Text passage -
::::::::

This function treats each combination of elements as a sequence of ones and zeros, which can then be expressed with respect to a set of possible elements (but is not in this particular example).

For example, the results of 3C2 (all combinations of length-2 from a set of 3 possible elements) can be expressed as 011, 110, and 101. If the set of all possible elements is {A, B, C}, then the results can be expressed with respect to this set as {B, C}, {A, B}, and {A, C}.

For this explanation, i will be calculating 5C3 (all length-3 combinations composed of 5 possible elements).

This function accepts 3 arguments, all of which are unsigned integers:

  • The first parameter is the smallest possible integer whose binary representation has a number of 1s equal to the length of the combinations we're creating. This is out starting value for generating combinations. For 5C3, this would be 00111b, or 7 in decimal.

  • The second parameter is the value of highest bit that is set to 1 in the starting number. This is the first bit that will be subtracted when creating the combinations. For 5C3, this is the third bit from the right, which has a value of 4.

  • The third parameter is the value of the nth bit from the right, where n is the number of possible elements that we are combining. This number will be bitwise-anded with the combinations we create to check whether the left-most bit of the combination is a 1 or a 0. For 5C3, we will use the 5th bit from the right, which is 10000b, or 16 in decimal.

Here are the actual steps that the function performs:

  1. Calculate startNum - bitVal, bit-shift one space to the left, and add 1 if bitVal is not 0.

For the first iteration, the result should be the same as startNum. This is so that we can print out the first combination (which is equal to startNum) within the function so we don't have to do it manually ahead of time. The math for this operation occurs as follows:

00111 - 00100 = 00011    
00011 << 1 = 00110   
00110 + 1 = 00111
  1. The result of the previous calculation is a new combination. Do something with this data.

We are going to be printing the result to the console. This is done using a for-loop whose variable starts out equal to the number of bits we are working with (calculated by taking log2 of the testNum and adding 1; log2(16) + 1 = 4 + 1 = 5) and ends at 0. Each iteration, we bit-shift right by i-1 and print the right-most bit by and-ing the result with 1. Here is the math:

i=5:
00111 >> 4 = 00000
00000 & 00001 = 0

i=4:
00111 >> 3 = 00000
00000 & 00001 = 0

i=3:
00111 >> 2 = 00001
00001 & 00001 = 1

i=2:
00111 >> 1 = 00011
00011 & 00001 = 1

i=1:
00111 >> 0 = 00111
00111 & 00001 = 1

output: 00111
  1. If the left-most bit of n (the result of the calculation in step 1) is 0 and n is not equal to startNum, we recurse with n as the new startNum.

::::::::

Set exercise 1 -
In the text on generating combinations with bits, why should the first iteration of step 1 produce a result equal to startNum? Answer in one to three sentences.
Set exercise 2 -
Copy the records starting at the line that contains "of the sunset" and ending at the line that contains "x=916, y=631".

::::::::

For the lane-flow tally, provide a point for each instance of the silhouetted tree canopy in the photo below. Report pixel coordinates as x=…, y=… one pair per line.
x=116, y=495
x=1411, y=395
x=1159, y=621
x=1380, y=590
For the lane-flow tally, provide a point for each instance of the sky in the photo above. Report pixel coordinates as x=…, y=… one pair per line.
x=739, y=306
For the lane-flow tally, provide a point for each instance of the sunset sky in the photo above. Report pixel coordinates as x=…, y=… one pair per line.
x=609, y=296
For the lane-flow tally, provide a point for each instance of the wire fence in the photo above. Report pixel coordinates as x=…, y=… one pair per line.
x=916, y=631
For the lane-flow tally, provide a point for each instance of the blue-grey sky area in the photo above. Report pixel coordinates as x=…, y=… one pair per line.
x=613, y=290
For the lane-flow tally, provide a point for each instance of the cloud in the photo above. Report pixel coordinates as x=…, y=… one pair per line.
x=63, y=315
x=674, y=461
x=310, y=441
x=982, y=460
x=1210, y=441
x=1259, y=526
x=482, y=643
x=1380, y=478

::::::::

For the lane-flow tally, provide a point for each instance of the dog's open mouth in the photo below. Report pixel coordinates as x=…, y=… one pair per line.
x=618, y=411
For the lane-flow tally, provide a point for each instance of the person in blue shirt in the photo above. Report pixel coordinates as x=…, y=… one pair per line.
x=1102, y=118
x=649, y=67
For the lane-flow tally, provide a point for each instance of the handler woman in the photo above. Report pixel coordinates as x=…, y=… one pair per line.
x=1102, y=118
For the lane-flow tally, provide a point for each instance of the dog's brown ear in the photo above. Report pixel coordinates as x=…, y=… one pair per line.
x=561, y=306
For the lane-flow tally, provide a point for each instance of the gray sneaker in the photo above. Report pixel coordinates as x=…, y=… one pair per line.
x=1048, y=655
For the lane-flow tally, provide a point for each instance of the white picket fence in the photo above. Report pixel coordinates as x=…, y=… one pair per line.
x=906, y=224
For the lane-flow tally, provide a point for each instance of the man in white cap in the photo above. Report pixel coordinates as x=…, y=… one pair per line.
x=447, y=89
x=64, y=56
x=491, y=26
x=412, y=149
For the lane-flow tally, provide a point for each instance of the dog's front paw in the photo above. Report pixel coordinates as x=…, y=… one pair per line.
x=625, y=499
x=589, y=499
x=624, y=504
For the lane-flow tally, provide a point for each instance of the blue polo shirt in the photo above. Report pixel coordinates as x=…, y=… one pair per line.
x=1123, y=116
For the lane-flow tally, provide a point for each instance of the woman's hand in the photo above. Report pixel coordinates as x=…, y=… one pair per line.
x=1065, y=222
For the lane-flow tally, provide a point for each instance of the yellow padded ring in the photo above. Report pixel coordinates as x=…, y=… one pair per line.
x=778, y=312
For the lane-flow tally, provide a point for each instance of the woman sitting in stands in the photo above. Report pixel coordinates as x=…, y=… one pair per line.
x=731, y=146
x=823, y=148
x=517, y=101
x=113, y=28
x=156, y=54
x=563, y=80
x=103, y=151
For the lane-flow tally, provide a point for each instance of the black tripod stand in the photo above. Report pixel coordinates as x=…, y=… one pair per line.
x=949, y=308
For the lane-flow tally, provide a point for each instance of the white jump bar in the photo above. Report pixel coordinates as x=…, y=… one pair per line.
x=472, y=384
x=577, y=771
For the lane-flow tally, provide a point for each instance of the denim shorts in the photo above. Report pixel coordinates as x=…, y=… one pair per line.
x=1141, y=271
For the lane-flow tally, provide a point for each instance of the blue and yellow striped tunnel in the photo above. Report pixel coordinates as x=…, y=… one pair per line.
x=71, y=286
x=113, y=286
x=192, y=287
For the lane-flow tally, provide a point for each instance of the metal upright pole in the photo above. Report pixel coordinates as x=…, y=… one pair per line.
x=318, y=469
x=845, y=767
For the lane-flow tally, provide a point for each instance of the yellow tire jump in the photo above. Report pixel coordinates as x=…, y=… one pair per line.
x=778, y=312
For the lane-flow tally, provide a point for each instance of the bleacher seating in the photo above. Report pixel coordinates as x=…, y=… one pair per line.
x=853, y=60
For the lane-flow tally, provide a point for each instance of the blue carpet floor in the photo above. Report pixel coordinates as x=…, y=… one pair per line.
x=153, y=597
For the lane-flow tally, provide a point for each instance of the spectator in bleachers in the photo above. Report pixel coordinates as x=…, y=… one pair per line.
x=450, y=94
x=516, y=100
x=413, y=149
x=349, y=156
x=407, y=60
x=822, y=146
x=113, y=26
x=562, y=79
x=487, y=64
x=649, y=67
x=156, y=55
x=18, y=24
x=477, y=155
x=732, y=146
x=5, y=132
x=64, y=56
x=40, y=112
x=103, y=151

::::::::

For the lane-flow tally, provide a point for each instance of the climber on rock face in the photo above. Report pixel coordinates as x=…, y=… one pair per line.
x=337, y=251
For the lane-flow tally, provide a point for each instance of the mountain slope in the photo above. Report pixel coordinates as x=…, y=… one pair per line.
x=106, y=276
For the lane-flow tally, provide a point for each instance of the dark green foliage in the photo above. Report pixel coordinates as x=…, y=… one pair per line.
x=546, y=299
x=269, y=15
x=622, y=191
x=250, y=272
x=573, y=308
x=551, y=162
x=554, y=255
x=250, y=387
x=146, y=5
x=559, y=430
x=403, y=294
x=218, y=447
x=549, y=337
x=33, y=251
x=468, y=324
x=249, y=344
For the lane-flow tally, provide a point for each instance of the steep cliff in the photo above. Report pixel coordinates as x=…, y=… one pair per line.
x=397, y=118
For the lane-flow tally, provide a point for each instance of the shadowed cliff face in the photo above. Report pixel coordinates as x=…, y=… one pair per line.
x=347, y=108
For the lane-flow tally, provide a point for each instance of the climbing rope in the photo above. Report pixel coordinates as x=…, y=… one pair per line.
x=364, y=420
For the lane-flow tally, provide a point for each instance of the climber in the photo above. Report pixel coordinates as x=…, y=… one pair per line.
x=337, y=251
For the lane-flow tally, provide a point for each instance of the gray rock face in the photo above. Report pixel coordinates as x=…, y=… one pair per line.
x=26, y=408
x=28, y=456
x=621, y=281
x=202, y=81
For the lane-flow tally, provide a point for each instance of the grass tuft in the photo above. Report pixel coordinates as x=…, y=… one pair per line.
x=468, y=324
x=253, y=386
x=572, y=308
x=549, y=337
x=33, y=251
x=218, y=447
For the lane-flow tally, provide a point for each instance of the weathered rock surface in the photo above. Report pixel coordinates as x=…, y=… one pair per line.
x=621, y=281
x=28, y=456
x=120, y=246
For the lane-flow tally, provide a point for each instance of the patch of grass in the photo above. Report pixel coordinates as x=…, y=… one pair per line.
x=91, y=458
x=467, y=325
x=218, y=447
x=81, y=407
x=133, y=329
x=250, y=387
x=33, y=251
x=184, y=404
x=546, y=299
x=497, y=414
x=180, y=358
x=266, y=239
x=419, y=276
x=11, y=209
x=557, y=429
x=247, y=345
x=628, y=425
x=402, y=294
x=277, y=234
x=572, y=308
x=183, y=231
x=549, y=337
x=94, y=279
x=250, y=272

::::::::

Correct output 1 -
The first combination is equal to startNum, so producing startNum on the first iteration lets the function print that combination itself. That way it doesn't have to be printed manually ahead of time.

Correct output 2 -
For the lane-flow tally, provide a point for each instance of the sunset sky in the photo above. Report pixel coordinates as x=…, y=… one pair per line.
x=609, y=296
For the lane-flow tally, provide a point for each instance of the wire fence in the photo above. Report pixel coordinates as x=…, y=… one pair per line.
x=916, y=631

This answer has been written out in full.